§ **WHAT THE EXERCISE ASKS**:
Show each line of the records below that contains the string "logo", copying every such line in full. Case counts when matching.

= = = = = = =

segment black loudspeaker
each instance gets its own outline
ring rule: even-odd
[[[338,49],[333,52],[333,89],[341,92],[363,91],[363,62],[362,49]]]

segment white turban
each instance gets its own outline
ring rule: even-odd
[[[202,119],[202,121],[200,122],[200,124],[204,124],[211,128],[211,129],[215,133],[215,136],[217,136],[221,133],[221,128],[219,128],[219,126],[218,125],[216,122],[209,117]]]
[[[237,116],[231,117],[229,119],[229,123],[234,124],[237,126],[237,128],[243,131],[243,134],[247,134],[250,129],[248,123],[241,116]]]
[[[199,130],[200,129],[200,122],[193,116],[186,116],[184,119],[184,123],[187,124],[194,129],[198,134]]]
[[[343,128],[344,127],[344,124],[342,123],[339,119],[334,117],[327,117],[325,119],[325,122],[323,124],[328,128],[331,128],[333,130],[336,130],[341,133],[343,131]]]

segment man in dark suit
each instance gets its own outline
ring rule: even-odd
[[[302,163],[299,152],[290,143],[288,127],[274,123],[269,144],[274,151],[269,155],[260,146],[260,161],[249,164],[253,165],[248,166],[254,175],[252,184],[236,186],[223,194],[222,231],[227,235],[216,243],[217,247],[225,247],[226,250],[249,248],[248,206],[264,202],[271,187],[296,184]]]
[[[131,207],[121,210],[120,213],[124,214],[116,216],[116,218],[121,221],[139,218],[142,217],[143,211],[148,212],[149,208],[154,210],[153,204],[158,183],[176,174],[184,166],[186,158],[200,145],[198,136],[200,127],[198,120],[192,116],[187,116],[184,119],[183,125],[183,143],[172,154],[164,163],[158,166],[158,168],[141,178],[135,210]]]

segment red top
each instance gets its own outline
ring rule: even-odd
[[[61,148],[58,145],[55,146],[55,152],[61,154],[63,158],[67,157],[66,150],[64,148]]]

= = = = = = =

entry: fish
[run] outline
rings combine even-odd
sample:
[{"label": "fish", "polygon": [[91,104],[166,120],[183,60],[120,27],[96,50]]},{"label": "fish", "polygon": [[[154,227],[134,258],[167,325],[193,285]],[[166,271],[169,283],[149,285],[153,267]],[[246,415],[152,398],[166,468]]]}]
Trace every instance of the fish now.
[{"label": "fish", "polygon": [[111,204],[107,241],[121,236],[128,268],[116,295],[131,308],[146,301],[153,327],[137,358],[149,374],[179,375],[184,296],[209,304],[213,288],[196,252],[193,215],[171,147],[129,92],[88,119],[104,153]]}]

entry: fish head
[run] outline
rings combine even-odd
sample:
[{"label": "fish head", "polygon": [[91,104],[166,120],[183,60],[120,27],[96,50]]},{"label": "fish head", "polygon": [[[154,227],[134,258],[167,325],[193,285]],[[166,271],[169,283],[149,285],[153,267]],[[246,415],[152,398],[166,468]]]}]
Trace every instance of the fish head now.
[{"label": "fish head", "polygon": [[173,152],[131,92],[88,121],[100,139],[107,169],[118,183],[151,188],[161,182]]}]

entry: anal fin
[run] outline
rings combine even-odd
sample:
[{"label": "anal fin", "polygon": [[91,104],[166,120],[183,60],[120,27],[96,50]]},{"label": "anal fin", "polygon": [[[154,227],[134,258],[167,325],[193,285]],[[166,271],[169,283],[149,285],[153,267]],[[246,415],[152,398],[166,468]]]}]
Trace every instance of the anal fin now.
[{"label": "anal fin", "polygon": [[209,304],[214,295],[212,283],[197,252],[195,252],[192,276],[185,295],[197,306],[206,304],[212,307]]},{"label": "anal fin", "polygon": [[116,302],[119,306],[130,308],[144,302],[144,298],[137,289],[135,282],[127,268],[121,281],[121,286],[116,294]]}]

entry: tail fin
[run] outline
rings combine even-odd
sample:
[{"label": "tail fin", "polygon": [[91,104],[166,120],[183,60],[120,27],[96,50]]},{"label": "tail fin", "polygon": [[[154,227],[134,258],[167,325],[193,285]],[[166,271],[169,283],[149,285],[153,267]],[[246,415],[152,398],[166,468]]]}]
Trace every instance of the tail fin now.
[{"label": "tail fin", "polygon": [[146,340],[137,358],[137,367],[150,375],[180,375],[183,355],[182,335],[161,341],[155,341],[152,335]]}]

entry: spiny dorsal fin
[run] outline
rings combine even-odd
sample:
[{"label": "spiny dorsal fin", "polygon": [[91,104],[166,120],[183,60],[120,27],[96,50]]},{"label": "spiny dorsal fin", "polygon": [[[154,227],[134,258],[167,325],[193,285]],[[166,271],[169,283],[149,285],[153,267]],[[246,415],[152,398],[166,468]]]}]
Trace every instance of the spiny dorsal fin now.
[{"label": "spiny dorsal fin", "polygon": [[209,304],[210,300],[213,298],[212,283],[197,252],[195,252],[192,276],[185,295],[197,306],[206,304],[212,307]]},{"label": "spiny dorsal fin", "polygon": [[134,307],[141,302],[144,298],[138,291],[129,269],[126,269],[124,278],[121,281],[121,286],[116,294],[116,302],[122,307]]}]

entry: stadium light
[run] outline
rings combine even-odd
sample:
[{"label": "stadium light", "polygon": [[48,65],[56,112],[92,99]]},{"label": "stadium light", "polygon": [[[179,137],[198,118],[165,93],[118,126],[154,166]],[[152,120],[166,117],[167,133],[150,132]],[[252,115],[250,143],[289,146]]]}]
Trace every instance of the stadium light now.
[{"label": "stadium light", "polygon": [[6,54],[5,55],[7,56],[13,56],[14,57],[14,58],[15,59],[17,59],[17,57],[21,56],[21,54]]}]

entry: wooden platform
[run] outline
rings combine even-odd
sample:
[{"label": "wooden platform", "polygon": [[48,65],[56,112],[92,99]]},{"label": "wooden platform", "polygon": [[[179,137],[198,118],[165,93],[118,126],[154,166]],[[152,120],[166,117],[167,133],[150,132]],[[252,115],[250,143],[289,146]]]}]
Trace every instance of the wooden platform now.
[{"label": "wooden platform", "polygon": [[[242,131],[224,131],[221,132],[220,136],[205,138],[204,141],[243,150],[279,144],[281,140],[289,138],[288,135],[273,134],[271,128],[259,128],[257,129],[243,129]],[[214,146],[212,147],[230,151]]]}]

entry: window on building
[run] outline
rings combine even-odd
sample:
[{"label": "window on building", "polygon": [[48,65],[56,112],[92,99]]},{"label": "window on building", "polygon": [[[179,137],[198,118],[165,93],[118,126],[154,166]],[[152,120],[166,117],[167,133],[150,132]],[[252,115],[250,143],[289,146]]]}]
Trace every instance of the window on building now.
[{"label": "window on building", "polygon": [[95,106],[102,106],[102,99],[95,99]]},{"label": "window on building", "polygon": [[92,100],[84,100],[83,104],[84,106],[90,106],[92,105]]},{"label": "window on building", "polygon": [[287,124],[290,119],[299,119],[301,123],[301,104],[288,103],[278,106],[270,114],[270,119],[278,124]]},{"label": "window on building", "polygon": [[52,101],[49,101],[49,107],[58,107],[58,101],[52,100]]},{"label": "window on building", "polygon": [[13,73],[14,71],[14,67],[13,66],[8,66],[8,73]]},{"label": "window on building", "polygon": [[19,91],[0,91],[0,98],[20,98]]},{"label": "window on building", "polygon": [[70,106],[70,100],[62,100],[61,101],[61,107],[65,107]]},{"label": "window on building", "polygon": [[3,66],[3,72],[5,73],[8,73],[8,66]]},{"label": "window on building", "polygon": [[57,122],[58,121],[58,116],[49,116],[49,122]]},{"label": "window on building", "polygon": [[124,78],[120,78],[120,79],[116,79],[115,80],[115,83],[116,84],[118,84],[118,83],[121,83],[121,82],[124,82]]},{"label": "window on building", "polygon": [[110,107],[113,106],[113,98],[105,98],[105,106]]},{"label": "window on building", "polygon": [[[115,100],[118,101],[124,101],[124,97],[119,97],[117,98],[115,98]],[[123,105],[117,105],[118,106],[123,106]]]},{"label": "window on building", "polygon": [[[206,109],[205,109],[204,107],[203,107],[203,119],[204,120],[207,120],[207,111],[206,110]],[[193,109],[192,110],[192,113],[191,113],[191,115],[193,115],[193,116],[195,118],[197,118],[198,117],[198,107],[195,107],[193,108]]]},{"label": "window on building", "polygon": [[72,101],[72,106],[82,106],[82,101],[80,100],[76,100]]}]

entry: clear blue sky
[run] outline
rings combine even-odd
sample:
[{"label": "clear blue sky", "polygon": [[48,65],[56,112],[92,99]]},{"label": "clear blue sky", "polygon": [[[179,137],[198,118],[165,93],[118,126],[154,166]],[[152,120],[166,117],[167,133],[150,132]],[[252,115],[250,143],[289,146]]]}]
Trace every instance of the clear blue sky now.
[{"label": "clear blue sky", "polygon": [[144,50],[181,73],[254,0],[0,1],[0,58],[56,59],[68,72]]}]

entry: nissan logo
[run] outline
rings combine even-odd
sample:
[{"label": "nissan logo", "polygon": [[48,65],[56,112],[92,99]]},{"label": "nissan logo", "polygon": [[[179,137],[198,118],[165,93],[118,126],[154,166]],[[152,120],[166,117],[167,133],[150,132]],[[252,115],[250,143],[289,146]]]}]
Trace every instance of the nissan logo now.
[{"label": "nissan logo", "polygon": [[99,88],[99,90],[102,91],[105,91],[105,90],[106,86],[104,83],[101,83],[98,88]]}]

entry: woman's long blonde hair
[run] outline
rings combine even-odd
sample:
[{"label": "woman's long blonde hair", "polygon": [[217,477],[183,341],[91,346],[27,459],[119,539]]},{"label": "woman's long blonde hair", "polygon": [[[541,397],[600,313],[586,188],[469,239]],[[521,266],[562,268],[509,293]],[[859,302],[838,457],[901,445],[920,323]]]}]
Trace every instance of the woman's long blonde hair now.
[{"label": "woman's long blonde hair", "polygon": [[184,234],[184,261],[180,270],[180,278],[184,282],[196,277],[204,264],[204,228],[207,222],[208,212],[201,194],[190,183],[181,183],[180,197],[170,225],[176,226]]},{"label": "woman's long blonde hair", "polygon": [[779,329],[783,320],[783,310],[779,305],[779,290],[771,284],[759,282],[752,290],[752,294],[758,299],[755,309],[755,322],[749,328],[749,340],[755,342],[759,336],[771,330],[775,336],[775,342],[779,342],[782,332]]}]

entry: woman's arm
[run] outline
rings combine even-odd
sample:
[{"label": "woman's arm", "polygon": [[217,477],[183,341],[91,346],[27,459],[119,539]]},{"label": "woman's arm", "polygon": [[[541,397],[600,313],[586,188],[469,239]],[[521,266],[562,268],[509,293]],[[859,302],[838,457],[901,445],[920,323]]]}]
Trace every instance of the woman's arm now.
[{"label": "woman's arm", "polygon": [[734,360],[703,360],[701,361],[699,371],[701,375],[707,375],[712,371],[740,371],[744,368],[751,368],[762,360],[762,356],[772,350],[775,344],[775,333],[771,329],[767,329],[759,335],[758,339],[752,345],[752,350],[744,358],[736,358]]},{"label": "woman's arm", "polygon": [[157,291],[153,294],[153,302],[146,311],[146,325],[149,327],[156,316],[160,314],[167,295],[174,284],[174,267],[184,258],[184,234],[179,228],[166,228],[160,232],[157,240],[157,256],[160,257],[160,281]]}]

= = = = = = =

§ **THE SOLUTION**:
entry: nissan logo
[{"label": "nissan logo", "polygon": [[48,65],[56,112],[92,99]]},{"label": "nissan logo", "polygon": [[[179,137],[198,118],[165,93],[118,126],[154,166]],[[152,120],[166,117],[167,133],[150,132]],[[252,115],[250,143],[289,146]]]}]
Trace every instance of the nissan logo now.
[{"label": "nissan logo", "polygon": [[99,88],[99,90],[102,91],[105,91],[105,90],[106,86],[104,83],[101,83],[98,88]]}]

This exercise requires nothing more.